Stored entries
* * * * * * * * *

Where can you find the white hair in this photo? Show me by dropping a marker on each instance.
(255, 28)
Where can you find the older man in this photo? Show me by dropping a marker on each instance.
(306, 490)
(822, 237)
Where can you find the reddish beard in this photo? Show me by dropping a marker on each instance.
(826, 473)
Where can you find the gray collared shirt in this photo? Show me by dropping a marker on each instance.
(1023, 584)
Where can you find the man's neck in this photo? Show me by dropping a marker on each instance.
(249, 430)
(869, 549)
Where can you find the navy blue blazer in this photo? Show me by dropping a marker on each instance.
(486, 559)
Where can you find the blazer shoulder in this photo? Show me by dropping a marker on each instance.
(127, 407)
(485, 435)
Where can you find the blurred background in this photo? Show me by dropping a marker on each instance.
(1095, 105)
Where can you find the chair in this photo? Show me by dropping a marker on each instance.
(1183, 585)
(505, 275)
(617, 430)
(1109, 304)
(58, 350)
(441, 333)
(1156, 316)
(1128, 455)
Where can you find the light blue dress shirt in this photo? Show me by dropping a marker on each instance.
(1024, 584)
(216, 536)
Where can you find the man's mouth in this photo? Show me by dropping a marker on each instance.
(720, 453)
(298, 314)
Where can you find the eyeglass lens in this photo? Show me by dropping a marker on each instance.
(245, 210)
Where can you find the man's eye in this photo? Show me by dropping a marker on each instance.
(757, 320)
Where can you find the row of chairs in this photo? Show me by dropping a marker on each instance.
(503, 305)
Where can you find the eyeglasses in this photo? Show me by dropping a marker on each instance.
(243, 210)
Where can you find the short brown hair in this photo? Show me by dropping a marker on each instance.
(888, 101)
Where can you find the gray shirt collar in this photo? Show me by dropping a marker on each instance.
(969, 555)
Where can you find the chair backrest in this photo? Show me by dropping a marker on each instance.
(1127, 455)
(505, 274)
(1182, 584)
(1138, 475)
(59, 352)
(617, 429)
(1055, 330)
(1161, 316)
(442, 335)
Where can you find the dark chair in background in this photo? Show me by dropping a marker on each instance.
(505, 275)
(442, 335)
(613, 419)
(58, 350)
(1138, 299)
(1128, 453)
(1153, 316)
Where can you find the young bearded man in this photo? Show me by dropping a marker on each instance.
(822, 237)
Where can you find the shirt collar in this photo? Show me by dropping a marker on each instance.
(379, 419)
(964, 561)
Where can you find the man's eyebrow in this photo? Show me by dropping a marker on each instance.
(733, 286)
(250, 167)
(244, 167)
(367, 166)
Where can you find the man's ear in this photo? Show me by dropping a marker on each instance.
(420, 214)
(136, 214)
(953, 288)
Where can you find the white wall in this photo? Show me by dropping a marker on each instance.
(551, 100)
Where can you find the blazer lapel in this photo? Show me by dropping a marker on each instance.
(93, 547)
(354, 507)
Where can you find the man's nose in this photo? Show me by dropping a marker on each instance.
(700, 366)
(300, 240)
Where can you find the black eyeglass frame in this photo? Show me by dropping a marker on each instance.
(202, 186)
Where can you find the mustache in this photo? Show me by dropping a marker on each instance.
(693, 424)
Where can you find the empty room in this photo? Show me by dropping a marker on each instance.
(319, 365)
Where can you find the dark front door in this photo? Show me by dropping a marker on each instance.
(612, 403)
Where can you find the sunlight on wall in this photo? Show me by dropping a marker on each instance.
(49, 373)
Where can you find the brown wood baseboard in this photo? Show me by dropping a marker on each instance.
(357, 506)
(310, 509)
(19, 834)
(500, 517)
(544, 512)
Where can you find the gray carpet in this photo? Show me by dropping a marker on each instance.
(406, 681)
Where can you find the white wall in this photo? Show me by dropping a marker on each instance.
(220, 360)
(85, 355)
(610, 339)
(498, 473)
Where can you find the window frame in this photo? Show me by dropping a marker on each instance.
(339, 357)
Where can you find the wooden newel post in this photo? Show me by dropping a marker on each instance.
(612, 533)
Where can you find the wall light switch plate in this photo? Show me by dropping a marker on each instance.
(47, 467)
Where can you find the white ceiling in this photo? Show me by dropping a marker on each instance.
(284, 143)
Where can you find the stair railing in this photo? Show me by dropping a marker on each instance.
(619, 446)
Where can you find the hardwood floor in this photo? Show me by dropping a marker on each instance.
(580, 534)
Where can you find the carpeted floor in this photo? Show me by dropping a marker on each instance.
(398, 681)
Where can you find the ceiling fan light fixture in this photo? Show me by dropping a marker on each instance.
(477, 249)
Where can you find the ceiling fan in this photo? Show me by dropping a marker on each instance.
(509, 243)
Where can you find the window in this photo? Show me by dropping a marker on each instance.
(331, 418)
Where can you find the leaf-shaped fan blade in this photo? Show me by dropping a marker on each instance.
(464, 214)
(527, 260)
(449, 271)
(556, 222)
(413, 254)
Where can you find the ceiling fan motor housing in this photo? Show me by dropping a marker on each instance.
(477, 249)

* * * * * * * * *

> What you have to do
Please print out every entry again, exactly as it reads.

> Written answer
Where can you find the white hair in this photo? Show me by dropping a marker on each instance.
(255, 28)
Where can you find the older man in this photo? Show me by dropping a marker on each instance.
(306, 490)
(822, 237)
Where can you find the reddish beard in this photo? Show me by dropping a marker on each instance.
(826, 473)
Where can you find the gray collared shirt in this photo? Show me by dropping a marker on each instance.
(1023, 584)
Where can you find the man's neck in this photo? Show me by dropping a marker on each instance.
(249, 430)
(869, 549)
Where can you find the navy blue blazer in this photo? Show me by dropping a marker on each instance.
(486, 559)
Where can you find the blazer shoulder in this photo? Show me by dropping a marker on each instance.
(127, 407)
(485, 435)
Where can you find the blurred background in this photo? Show me by dropping a marker on each instance.
(1095, 105)
Where can you find the chair in this photo? Show me by dropping a marker on each instance.
(1183, 585)
(505, 275)
(617, 430)
(1109, 304)
(58, 350)
(441, 333)
(1156, 316)
(1128, 455)
Where can you find the light blue dress shirt in this photo? Show me by dropping a marker on each instance.
(1024, 584)
(216, 536)
Where can you find the man's mouth in this photo? Show me by dropping a marker on each instance.
(720, 453)
(298, 314)
Where can you find the eyeglass lens in this photo? Show me by dropping a marker on each instance.
(245, 210)
Where can you find the man's eye in this photo? Show me by dropping a marker on each instance.
(757, 320)
Where can you find the row of chairs in this photo? Show me by dropping a marker on each instance.
(503, 305)
Where can you find the eyeglasses in this photo? Show me by dropping a marker on each instance.
(243, 210)
Where can you find the short brown hair in this photo? Show me by dropping a marker on each instance.
(888, 101)
Where can you find the gray shirt collar in this photo? Show me by dropping a marker on each instance.
(969, 555)
Where can you find the chair backrest in this photo? Show me by dropping a marker on each instance.
(1127, 455)
(505, 274)
(1182, 584)
(1138, 475)
(59, 352)
(617, 429)
(1055, 330)
(1161, 316)
(442, 335)
Where can you find the dark chair in background in this photo? Show me by dropping a marker on each instance.
(505, 275)
(442, 335)
(613, 419)
(58, 350)
(1138, 299)
(1128, 453)
(1153, 316)
Where can you find the young bearded man in this photo? Show me by dropping a marker on each instance.
(822, 237)
Where can you find the shirt collar in this photo? Show me by dropping a marker on each instance.
(379, 419)
(964, 561)
Where can you find the man's eyebrow in this photo? Show me by dropping a marker on each instance.
(733, 286)
(250, 167)
(244, 167)
(367, 166)
Where can you find the man's ear in this photo? Show me by dropping a marker on each instance.
(420, 214)
(136, 214)
(953, 288)
Where can you find the white wall in this photo? Show me by dropping a marker on each instance.
(551, 100)
Where can you find the blazer lapel in this photo? Show me by dropping a marker on each instance.
(93, 547)
(354, 507)
Where can you find the man's nose in this photo? Show me by dropping a marker on each instance.
(700, 366)
(300, 240)
Where can you find the black eyeglass frame in this photo? Show me by dropping a marker on each instance.
(202, 186)
Where can you find the mustache in this photo? Show me by dropping a marker on each instance.
(693, 424)
Where can you find the empty room in this photo? Show me by dropping a marker on each instance.
(319, 365)
Where can you find the dark front door in this photo? Show me by dropping a marker on each instance.
(612, 403)
Where can you find the sunlight on wall in this photo? Show me by dropping a marker on each instance.
(49, 373)
Where can you find the brown wood baseboard in this photo? Show me by dropping a marker on each instance.
(357, 506)
(310, 509)
(19, 834)
(500, 517)
(544, 512)
Where can you find the gray carpet in this photo? Show me by dropping a marker on each instance.
(406, 681)
Where can you find the white wall in this photo? Show me by dropping a marker on each instance.
(220, 360)
(85, 355)
(610, 339)
(498, 473)
Where can you find the window frame in this photo? Show me by dropping a marker on each instance.
(339, 357)
Where can you find the wooden newel post in this photo? Show me by dropping a marker on each instance.
(612, 533)
Where can you find the wall light switch plate in this photo? Show me by dropping a marker on each instance.
(47, 467)
Where can you find the white ceiling in this photo? Show me by dropping a marker on each instance.
(284, 143)
Where can you find the stair railing in this photo? Show me by dropping a marker on each instance.
(619, 446)
Where can you find the hardwood floor in this photo? Show me by dropping a marker on each instance.
(580, 534)
Where can you find the carpeted floor in this photo? Show me by dropping a marker on each instance.
(398, 681)
Where can you find the ceiling fan light fixture in this photo? Show me by dropping a marker on each instance.
(477, 249)
Where can you find the ceiling fan in this photo? Show me by dropping a marker on each instance.
(509, 243)
Where can you find the window in this photo? Show me by dropping a marker on each instance.
(331, 418)
Where can you find the leaf-shaped fan blade in this photo? Show me by dropping a marker on each instance.
(464, 214)
(527, 260)
(449, 271)
(556, 222)
(413, 254)
Where can you find the ceiling fan motor housing in this photo? Show me by dropping a marker on each instance.
(477, 249)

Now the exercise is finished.